Supplied material →
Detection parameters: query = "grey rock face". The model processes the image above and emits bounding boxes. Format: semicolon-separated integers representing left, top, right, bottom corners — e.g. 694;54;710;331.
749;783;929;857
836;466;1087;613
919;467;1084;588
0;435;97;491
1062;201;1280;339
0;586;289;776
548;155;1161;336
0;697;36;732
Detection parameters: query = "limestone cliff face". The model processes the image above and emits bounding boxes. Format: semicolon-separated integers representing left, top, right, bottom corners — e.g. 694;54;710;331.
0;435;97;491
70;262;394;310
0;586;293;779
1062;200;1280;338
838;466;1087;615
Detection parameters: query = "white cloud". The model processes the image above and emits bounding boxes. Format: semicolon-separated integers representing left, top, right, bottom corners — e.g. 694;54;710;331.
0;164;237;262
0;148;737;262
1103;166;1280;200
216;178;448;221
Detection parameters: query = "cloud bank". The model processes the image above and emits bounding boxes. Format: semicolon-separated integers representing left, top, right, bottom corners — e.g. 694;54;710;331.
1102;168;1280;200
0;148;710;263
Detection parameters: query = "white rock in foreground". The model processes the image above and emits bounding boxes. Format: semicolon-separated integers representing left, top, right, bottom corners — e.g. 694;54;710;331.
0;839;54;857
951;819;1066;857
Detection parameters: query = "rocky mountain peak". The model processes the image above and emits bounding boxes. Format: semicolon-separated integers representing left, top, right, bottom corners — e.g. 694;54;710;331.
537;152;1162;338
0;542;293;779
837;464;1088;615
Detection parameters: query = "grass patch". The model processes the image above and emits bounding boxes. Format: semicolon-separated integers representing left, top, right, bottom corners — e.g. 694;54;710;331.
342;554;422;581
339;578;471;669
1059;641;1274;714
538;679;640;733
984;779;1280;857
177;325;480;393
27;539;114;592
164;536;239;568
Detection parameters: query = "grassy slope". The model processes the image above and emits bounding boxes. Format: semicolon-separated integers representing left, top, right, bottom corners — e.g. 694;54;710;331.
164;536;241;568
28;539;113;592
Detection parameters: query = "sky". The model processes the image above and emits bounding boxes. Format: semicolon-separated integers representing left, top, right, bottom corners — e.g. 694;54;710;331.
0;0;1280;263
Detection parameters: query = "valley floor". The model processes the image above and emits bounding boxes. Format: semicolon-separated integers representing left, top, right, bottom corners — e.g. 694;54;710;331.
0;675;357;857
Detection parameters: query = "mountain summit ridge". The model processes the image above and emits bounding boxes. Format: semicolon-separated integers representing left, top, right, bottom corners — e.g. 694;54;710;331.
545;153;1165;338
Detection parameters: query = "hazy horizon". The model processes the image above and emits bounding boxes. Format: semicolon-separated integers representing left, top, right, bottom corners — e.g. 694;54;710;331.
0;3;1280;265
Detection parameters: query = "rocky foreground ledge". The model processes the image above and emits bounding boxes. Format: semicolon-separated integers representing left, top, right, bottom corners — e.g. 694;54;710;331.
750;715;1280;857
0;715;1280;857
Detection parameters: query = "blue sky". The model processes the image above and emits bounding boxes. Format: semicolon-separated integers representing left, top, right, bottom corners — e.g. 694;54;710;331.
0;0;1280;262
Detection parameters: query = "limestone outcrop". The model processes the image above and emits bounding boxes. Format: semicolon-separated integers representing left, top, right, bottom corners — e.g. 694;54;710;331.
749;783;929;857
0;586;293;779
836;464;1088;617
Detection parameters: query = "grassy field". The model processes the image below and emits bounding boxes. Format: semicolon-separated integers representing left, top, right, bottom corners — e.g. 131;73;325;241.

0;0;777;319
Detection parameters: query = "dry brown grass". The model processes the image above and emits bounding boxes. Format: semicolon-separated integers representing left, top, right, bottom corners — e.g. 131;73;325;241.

Exercise instructions → Reproduce all of the rows above, swapping each occurrence of "semicolon-separated integers" for "comma-separated integers" and leaving every other character unchanged.

Final result →
Detection parameters: query = "grey rock face". The model processes the image above and emits bounding boxes. Format: comma-separated integers representing left, top, right, bottom corners — e.g. 694;54;710;331.
749;783;929;857
836;466;1087;613
919;467;1084;588
0;435;97;491
1062;201;1280;339
0;586;289;776
548;155;1161;336
0;697;36;732
Detection parameters: query = "limestone cliff face". The model processes the image above and emits bounding boxes. Format: comma-separated integers representing left, top, right, bottom corners — e.g. 694;54;710;331.
0;435;97;491
70;262;394;310
0;586;293;779
1062;200;1280;338
838;466;1087;615
Detection parameters: query = "white cloud". The model processes the image above and emits bounding boxes. Format: comma-separated integers representing left, top, right, bottom corners — e.g. 694;54;710;331.
0;164;237;262
0;148;737;262
1103;166;1280;200
216;178;448;221
Detection parameters: query = "cloud bank". The model processes the image above and emits bounding boxes. Format: comma-separated integers representing left, top, right, bottom corners — e.g. 694;54;710;331.
1102;168;1280;200
0;148;710;263
Detection parameters: query = "white rock in foreground". The model processes the image above and emits bounding boxes. Format: comma-separated integers representing left, top, right, bottom corners — e.g. 694;54;710;331.
0;839;54;857
951;819;1066;857
Detection parameters: query = "rocky mountain peak". The model processes the image above and emits bounding boxes. Format: comma-separated integers representing left, top, right, bottom corners — e.g. 694;54;710;331.
537;152;1162;338
0;542;293;779
837;464;1088;615
Detection parameters: query = "grass patch". The model processes the image above and emits bounding boxes. Format: comma-separated integers representing left, top, right, bottom corners — e.g. 694;54;710;331.
342;554;422;581
339;578;471;669
1059;641;1274;714
538;679;640;733
984;779;1280;857
177;325;480;393
27;539;114;592
164;536;239;568
Detection parameters: query = "grassy slope". The model processes the image above and emits bounding boxes. Format: comma-separated integers representing left, top, right, bottom corners — e.g. 694;54;710;331.
164;536;241;568
28;539;113;592
Detection parameters: query = "sky". The model processes the image above and emits bounding boxes. Format: comma-separated integers representing left, top, right, bottom corners — e.g. 694;54;710;331.
0;0;1280;263
Detection parameters: query = "valley floor". The model processes the image above and emits bounding boxes. Format: comma-separated integers representing left, top, right, bottom corners — e.g. 694;54;710;331.
0;675;357;857
Detection parameters: query = "mountain summit ridge". The model processes the image above and emits bounding boxes. Format: comma-separated integers representing left, top, right, bottom corners — e.g. 694;54;710;331.
545;153;1165;338
Detection parameters: query = "hazy horizon". The model processes the image above and emits bounding boxes. Format: comma-separated integers representing left, top, right, bottom corners — e.g. 694;54;710;331.
0;3;1280;265
Detection parameters: query = "rocky foreground ledge". The model processes the image above and emits bounding boxes. Format: comma-separated integers representing left, top, right, bottom corners — e.g. 694;54;710;331.
750;715;1280;857
0;715;1280;857
Detection parameters: query = "blue sky". The model processes the image above and emits bounding boxes. Format: comma-separated integers representing left, top, right, bottom corners — e.g. 694;54;710;331.
0;0;1280;262
Detection parameters: query = "limestone outcrop". The model processes the image above and emits bounding boxes. Format: comma-separated integers representing left, top, right, bottom corners — e.g. 694;54;710;331.
749;783;929;857
0;586;293;779
836;464;1088;617
Detection parameters: query = "grassy field". The model processes the image below and emits bounding boxes. Format: comma-separated integers representing left, top, right, bottom corners — e.g. 131;73;325;241.

0;0;777;319
Detection parameters: query = "dry brown grass". The model processes the image above and emits bounding boxes. Format: comma-separated integers representing left, top, right, bottom corners — e.g. 131;73;325;241.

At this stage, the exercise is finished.